_Exercise text_.
┏━━
For a few years now, the way people buy their medical supplies has been changing. Local stores have become spiffier as branded chains have mushroomed across neighbourhoods. Now, as a flock of online players raises the pitch with hard-to-beat offers, chains such Apollo, MedPlus and others are introducing new offers and coming up with value-added services to keep customers loyal and expand their footprint.
The pharma retail business is highly fragmented with over seven lakh retail stores across the country. Branded stores make up for less than a per cent of the total while the rest are stand-alone mom and pop style stores. Branded stores are a small percentage of the total, but they are driving change in the vast unorganised segment of the industry.
The pharmacy chains have built their brand values on assured quality, better service and discounts. But the traditional retail challenges of high rentals and rising overhead costs combined with the growing threat from online pharmacies such as Netmeds, Bookmeds and such others is forcing them to scale up and move to a service-plus model where loyalty points, discounts and other allied benefits help acquire and retain customers. Pharmacy chains benefit from economies of scale and generally have a better revenue mix because of a wider assortment of health care and hygiene products. Scaling up means pressure on costs including higher lease rent and salaries.
Playing the loyalty card
The Apollo Hospitals’ pharmacy division runs over 2,500 stores in 18 states and is the largest brand in this space. Along with physical expansion it is now looking at a more sophisticated marketing strategy to woo customers. While it continues to add around 250 stores each year, all of them owned and operated, Apollo Pharmacy is also planning a digital thrust and a mobile app. P Jayakumar, chief operating officer of Apollo Pharmacy said the digital initiatives and the app will be rolled out in the next financial year.
A few months ago it introduced pre-loaded gift cards and a SMS alert mechanism which notifies customers that their medicine stock may need a refill. “So far we have sold two lakh cards,” Jayakumar said. He adds that they have introduced many initiatives like providing certain hospital services free of cost to existing customers or setting up nurse stations at select pharmacies to “provide basic services like blood pressure and sugar check.”
MedPlus, the second largest pharmacy chain with 1,400 outlets is targeting growth through the franchisee route. Another focus area is private label brands and the company also plans to distribute its in-house label via other retail outlets. The chain already has an omni channel presence allowing customers to place orders and purchase via multiple platforms.
MedPlus is dominant in the South and East India. “We will continue to saturate these markets initially and then look for a pan India expansion. Currently 1,350 stores are company owned and rest, franchised. We have initiated franchising recently and this will be our main route of expansion henceforth and we are looking at adding another 2,000 stores in four-five years,” said Dr Surendra Mantena, chief operating officer of MedPlus Health Services.
Last year MedPlus had roped in singer S P Balasubrahmanyam as brand ambassador. It has also set up a group health insurance and loyalty programme for members. Members earn cash discounts or a free household item like a toothpaste or brush along with the purchase.
┗━━
_Record excerpts_.
┏━━
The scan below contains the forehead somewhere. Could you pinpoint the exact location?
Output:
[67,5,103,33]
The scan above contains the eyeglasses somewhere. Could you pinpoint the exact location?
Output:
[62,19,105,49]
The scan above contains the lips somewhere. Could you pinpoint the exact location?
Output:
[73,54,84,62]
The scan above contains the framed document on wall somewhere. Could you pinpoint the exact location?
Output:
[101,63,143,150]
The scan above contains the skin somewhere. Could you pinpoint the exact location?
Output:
┗━━
_Questions_.
**1)** From the article on pharmacy chains, extract the passage starting at "MedPlus is dominant" and ending at "MedPlus Health Services.".
**2)** Answer from the article on pharmacy chains:
(a) How many stores does Apollo Hospitals' pharmacy division run, and in how many states?
(b) How many pre-loaded gift cards has Apollo sold so far?
(c) How many MedPlus stores are company owned?
The material has no connection to the article on pharmacy chains.

_Results for each task_.
**1)**
MedPlus is dominant in the South and East India. “We will continue to saturate these markets initially and then look for a pan India expansion. Currently 1,350 stores are company owned and rest, franchised. We have initiated franchising recently and this will be our main route of expansion henceforth and we are looking at adding another 2,000 stores in four-five years,” said Dr Surendra Mantena, chief operating officer of MedPlus Health Services.

**2)**
(a) Over 2,500 stores in 18 states.
(b) Two lakh cards.
(c) 1,350 stores.